**To do:**
Tally the lines of the data below that contain the string "cumulus", and give only that number.

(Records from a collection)

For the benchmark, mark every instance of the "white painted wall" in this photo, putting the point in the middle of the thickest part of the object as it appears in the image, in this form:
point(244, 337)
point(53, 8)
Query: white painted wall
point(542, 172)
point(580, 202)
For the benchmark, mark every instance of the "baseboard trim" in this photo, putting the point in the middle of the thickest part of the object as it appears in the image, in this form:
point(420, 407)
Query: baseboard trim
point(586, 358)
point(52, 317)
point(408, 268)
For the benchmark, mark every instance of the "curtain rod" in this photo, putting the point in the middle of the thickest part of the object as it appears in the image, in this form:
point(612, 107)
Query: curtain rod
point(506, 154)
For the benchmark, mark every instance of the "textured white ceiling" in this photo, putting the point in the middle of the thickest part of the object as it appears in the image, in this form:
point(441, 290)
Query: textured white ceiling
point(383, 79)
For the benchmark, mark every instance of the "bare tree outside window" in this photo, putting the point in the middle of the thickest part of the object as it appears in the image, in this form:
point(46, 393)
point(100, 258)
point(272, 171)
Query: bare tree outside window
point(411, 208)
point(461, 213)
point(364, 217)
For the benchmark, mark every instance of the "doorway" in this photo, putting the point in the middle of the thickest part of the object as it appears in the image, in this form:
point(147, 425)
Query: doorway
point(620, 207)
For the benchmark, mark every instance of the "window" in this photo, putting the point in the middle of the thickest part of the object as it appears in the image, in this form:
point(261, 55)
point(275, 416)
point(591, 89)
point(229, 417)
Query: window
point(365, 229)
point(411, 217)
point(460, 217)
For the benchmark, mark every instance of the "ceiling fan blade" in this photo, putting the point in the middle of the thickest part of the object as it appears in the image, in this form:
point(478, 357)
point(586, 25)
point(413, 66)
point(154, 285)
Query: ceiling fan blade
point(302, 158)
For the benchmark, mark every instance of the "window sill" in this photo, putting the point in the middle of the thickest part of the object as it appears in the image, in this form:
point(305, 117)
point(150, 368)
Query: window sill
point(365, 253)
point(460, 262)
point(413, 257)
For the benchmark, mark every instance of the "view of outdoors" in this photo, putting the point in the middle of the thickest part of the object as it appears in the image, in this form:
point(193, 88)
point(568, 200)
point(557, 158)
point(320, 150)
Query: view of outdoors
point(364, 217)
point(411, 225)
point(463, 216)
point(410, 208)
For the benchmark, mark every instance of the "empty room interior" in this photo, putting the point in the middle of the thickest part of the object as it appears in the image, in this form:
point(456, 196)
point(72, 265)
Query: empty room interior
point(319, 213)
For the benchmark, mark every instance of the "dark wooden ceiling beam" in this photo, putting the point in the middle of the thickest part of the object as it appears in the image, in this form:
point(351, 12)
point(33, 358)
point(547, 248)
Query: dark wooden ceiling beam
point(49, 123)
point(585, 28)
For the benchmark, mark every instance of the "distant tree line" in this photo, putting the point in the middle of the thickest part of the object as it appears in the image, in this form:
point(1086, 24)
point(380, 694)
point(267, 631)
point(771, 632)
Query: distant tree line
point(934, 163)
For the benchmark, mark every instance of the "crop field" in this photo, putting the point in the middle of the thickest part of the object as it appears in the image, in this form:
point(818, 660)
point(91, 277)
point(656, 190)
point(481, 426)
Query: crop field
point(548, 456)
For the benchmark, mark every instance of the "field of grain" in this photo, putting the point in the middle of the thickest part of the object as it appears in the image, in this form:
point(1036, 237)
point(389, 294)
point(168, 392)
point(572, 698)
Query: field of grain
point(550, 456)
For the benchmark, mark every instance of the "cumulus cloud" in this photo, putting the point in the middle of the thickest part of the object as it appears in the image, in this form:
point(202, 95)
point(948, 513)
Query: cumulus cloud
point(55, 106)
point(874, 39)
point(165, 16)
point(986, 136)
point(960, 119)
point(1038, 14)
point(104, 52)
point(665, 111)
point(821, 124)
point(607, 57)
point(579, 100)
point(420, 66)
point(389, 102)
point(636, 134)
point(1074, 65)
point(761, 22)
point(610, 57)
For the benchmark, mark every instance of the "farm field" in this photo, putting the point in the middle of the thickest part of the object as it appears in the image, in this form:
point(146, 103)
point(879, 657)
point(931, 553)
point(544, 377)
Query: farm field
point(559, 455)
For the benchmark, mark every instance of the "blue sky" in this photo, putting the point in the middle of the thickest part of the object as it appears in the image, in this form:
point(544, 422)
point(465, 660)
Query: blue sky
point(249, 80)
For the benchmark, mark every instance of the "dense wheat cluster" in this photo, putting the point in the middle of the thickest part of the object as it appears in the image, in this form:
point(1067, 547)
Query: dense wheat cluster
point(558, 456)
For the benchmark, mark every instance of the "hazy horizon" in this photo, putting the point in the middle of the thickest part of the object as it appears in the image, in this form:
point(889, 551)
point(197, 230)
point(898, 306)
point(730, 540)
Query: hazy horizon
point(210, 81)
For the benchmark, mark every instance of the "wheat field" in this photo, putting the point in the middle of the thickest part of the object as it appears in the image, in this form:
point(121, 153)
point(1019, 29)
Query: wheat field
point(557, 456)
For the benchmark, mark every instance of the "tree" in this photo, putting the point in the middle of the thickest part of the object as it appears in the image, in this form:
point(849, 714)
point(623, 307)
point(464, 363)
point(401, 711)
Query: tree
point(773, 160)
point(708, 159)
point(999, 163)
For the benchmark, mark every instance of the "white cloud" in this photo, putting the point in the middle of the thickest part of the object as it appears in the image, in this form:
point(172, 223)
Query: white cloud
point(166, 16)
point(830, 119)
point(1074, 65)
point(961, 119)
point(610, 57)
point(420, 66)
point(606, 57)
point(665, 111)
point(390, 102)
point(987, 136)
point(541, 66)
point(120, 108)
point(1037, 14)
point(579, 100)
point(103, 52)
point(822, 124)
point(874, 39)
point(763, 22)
--
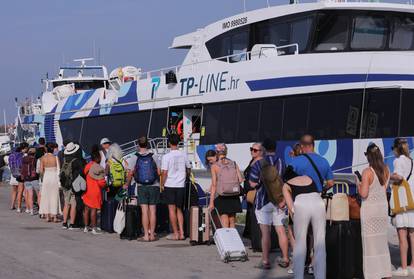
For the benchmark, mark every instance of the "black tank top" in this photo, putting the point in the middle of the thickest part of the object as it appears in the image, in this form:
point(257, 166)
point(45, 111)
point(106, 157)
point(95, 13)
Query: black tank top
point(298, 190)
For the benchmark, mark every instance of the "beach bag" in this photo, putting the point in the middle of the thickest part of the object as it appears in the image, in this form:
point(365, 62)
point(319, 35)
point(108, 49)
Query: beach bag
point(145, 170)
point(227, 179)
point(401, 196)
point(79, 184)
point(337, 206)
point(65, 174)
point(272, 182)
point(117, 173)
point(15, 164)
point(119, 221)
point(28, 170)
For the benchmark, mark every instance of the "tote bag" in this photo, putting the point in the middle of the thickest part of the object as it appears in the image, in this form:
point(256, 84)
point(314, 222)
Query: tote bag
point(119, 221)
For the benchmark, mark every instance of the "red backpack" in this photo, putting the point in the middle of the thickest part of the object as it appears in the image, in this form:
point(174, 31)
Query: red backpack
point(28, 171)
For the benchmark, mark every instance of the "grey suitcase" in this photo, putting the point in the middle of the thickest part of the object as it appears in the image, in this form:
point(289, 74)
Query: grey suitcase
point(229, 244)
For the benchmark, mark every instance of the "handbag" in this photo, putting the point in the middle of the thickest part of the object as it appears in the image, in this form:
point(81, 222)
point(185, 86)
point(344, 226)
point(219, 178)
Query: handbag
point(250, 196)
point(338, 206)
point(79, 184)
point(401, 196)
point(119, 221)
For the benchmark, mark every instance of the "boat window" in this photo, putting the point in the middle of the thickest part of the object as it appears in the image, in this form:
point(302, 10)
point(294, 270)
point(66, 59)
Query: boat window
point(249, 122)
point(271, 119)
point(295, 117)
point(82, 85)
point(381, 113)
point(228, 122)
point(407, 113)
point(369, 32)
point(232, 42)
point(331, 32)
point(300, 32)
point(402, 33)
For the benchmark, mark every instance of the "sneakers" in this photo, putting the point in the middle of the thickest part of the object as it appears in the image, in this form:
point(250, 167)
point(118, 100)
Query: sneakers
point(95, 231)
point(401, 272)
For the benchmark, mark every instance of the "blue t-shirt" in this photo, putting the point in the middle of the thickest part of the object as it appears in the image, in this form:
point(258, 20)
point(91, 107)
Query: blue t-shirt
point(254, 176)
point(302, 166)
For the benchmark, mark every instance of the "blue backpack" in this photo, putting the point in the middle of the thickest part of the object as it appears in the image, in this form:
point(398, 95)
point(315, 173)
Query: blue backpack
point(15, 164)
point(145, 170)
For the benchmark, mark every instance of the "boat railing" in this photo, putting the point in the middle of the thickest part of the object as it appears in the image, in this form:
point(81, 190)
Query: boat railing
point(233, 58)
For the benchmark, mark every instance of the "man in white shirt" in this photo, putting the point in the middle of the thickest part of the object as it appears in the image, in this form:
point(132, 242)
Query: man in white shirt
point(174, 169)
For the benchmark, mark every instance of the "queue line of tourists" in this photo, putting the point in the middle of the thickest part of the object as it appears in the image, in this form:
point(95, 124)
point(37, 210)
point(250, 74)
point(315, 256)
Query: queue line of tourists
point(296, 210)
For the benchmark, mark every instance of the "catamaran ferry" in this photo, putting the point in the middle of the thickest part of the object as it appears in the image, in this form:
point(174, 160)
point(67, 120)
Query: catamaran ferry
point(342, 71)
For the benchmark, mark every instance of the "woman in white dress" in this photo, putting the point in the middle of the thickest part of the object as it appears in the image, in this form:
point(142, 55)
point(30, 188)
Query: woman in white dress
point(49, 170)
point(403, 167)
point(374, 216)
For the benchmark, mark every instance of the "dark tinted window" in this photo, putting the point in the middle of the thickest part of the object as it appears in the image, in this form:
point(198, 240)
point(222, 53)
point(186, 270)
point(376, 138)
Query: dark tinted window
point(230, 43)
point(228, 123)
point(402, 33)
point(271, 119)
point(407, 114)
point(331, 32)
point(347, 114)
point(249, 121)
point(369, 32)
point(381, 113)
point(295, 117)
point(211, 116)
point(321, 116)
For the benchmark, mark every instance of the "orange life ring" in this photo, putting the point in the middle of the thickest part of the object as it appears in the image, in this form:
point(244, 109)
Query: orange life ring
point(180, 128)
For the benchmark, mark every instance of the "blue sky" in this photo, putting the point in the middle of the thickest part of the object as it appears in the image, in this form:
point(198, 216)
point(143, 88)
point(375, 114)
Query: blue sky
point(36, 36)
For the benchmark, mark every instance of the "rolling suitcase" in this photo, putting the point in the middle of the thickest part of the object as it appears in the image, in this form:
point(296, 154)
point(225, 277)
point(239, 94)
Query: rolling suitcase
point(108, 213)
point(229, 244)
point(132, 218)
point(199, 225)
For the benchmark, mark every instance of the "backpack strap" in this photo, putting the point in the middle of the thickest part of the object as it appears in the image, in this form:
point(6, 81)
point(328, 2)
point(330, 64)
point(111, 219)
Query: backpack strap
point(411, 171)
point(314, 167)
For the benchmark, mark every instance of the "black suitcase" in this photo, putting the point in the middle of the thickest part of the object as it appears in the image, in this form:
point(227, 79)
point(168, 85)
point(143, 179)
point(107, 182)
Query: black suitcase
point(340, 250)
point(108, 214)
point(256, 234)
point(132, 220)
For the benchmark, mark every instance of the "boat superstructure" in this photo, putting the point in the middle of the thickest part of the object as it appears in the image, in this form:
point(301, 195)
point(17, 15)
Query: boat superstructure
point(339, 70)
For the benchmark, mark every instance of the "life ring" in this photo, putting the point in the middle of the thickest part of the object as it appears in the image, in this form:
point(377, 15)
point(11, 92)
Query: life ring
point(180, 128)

**The reply:**
2